TEXTO FORNECIDO »
----

Esse método é conhecido como ligadura de trompas e consiste no corte das tubas uterinas, que são dois tubos de aproximadamente 10 centímetros que conduzem os óvulos do ovário ao útero. Suas extremidades são conectadas para impedir que os óvulos e espermatozóides se encontrem e ocorra a fecundação”, explica a médica.
Segundo ela, a laqueadura é de difícil reversão. “Existem cirurgias com a finalidade de reverter, porém nem sempre elas funcionam. Por isso, eu sempre tento desencorajar a paciente”, diz Dra. Ana Gabriela, lembrando que há outros métodos tão seguros quanto a laqueadura, que não comprometem o aparelho reprodutivo e que são reversíveis, logo, são mais vantajosos.
Ainda assim, para as mulheres que estão decididas a optar pelo método, ela esclarece que há dois procedimentos utilizados: a minilaparotomia, em que há um pequeno corte no abdômen do qual são aproximadas as tubas uterinas para corte; e a laparoscopia, em que um tubo é inserido no abdômen com uma pequena incisão, permitindo a observação e o corte pelo médico. Vale lembrar que a laqueadura só pode ser realizada depois dos 21 anos e/ou se a mulher tiver dois filhos vivos.

----

INSTRUÇÕES DO EXERCÍCIO »
1. Responda sobre o texto da laqueadura:
(a) Qual é o comprimento aproximado das tubas uterinas?
(b) Quais são os dois procedimentos usados na laqueadura?
(c) Depois de que idade a laqueadura pode ser feita?
2. Copie do texto da laqueadura, sem mudar nada, o trecho de "Esse método é" até "são mais vantajosos.".

Descrições de regiões em linguagem natural »
----

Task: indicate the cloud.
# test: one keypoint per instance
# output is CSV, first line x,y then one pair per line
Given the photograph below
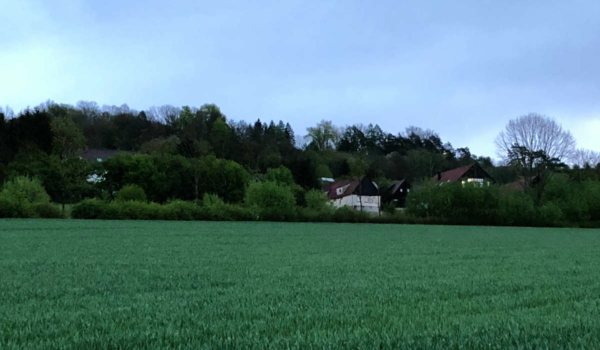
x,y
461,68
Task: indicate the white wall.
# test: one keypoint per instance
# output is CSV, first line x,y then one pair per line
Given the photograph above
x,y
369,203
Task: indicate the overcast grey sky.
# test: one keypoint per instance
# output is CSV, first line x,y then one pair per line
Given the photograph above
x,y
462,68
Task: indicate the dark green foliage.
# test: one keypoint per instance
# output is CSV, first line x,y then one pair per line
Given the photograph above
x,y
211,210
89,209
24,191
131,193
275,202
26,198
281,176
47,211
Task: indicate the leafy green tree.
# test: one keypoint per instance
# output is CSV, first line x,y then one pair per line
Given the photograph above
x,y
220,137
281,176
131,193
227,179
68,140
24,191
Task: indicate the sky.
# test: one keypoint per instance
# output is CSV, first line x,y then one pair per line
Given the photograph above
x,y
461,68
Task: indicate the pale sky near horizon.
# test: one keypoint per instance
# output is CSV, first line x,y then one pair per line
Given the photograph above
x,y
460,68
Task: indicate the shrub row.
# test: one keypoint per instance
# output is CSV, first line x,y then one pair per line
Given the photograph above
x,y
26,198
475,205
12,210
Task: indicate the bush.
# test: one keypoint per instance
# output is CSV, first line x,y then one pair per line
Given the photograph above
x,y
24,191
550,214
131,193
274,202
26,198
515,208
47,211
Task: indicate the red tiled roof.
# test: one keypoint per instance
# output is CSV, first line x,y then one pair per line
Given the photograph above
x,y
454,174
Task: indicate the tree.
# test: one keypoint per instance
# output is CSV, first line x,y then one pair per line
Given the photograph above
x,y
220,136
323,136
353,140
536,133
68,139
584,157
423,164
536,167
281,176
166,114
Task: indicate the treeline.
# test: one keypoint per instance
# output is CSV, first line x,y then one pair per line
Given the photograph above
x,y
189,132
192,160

----

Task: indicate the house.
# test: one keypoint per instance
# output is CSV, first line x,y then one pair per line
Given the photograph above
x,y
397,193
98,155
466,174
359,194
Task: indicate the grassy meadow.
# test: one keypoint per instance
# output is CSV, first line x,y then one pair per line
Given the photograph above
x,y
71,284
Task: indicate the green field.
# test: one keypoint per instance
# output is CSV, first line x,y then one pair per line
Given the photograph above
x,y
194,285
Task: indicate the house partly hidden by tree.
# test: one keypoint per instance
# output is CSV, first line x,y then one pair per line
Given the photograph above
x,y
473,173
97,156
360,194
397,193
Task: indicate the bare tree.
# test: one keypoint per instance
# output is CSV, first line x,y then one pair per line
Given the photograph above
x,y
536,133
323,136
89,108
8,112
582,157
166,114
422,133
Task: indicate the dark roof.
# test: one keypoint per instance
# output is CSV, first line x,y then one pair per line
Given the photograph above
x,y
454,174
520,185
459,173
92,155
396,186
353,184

----

EXERCÍCIO RESOLVIDO »
1.
(a) Aproximadamente 10 centímetros.
(b) A minilaparotomia e a laparoscopia.
(c) Depois dos 21 anos.

2.
Esse método é conhecido como ligadura de trompas e consiste no corte das tubas uterinas, que são dois tubos de aproximadamente 10 centímetros que conduzem os óvulos do ovário ao útero. Suas extremidades são conectadas para impedir que os óvulos e espermatozóides se encontrem e ocorra a fecundação”, explica a médica.
Segundo ela, a laqueadura é de difícil reversão. “Existem cirurgias com a finalidade de reverter, porém nem sempre elas funcionam. Por isso, eu sempre tento desencorajar a paciente”, diz Dra. Ana Gabriela, lembrando que há outros métodos tão seguros quanto a laqueadura, que não comprometem o aparelho reprodutivo e que são reversíveis, logo, são mais vantajosos.